»»

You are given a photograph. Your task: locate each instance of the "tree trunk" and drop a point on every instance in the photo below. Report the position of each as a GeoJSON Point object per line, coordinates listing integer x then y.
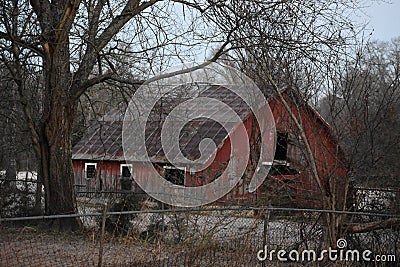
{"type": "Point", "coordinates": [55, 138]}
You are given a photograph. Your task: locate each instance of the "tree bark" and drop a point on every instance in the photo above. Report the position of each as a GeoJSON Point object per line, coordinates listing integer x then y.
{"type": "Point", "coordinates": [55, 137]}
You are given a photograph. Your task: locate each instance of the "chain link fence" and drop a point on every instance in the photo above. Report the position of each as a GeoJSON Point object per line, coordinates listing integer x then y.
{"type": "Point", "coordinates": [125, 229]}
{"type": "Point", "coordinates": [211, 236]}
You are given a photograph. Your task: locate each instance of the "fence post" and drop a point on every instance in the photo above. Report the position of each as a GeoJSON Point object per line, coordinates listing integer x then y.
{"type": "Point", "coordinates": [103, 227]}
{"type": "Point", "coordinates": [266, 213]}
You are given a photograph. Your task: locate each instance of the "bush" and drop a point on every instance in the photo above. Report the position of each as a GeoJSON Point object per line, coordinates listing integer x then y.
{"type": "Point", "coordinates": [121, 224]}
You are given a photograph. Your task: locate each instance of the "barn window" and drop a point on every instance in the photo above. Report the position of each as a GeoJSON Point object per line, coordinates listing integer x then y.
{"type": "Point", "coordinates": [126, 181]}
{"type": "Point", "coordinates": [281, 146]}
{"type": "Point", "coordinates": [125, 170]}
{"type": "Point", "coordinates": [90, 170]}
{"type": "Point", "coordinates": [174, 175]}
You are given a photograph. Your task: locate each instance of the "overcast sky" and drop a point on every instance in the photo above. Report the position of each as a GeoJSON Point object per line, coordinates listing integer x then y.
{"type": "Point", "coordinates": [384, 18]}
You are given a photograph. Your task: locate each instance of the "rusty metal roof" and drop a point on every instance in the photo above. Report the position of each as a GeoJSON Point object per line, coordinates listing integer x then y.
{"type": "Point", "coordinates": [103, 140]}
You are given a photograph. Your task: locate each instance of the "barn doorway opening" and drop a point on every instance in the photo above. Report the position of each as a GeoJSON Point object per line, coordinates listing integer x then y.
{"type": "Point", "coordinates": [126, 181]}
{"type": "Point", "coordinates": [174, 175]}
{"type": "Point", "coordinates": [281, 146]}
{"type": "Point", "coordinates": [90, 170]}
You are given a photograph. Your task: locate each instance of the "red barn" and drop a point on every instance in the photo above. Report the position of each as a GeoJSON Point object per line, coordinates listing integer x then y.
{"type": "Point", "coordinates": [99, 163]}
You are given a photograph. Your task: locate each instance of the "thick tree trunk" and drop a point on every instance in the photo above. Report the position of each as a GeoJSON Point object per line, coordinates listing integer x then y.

««

▶ _简短任务_:
统计上面数据中包含字符串"metal"的行数，区分大小写，只写出数字。

▶ _答案如下_:
1